▸ Given records:
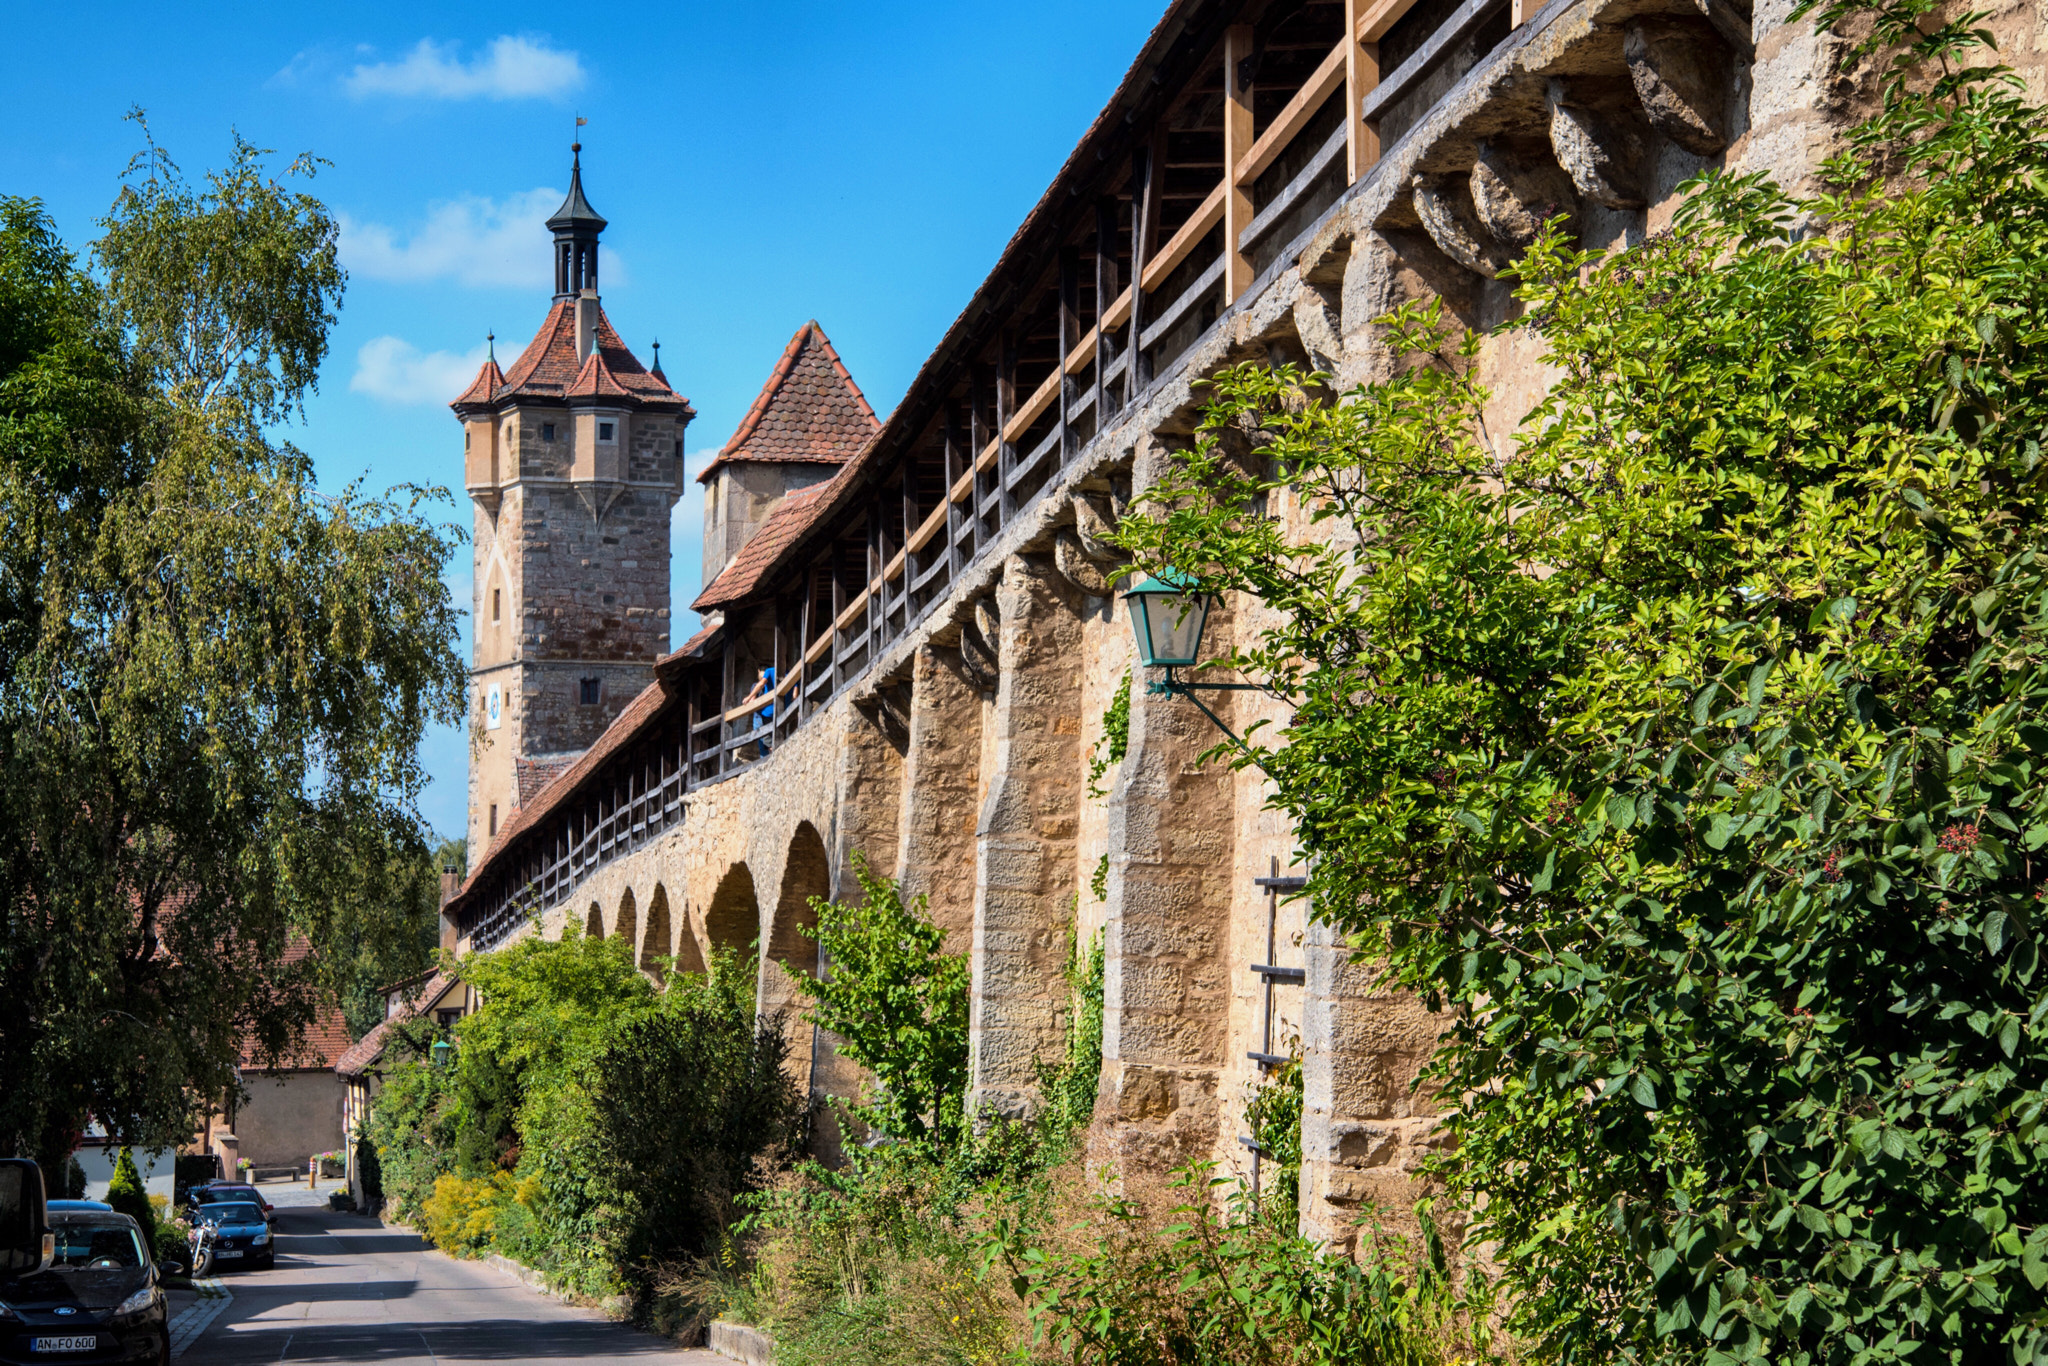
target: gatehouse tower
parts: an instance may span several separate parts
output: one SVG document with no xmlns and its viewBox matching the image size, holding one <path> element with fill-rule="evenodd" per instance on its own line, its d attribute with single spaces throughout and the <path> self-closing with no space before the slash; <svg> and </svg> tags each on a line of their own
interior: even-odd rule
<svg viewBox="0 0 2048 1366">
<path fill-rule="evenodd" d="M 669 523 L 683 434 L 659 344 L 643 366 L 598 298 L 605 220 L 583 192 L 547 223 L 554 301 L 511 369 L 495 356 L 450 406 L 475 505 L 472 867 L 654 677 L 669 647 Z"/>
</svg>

▸ What the task requires: In your copy, repeat each record exactly and include no pictures.

▸ Task result:
target: gatehouse tower
parts: an instance may span several separate parts
output: one SVG document with no xmlns and its viewBox matching the image size, holding one <path> element with fill-rule="evenodd" per instance on its own line, its d attribute with single spaces throughout and the <path> self-closing with no space before the slash; <svg> and </svg> tags each on a line of their own
interior: even-odd rule
<svg viewBox="0 0 2048 1366">
<path fill-rule="evenodd" d="M 669 523 L 683 434 L 659 344 L 643 366 L 598 298 L 605 220 L 583 192 L 547 223 L 554 301 L 511 369 L 495 356 L 450 406 L 475 505 L 472 867 L 654 677 L 669 647 Z"/>
</svg>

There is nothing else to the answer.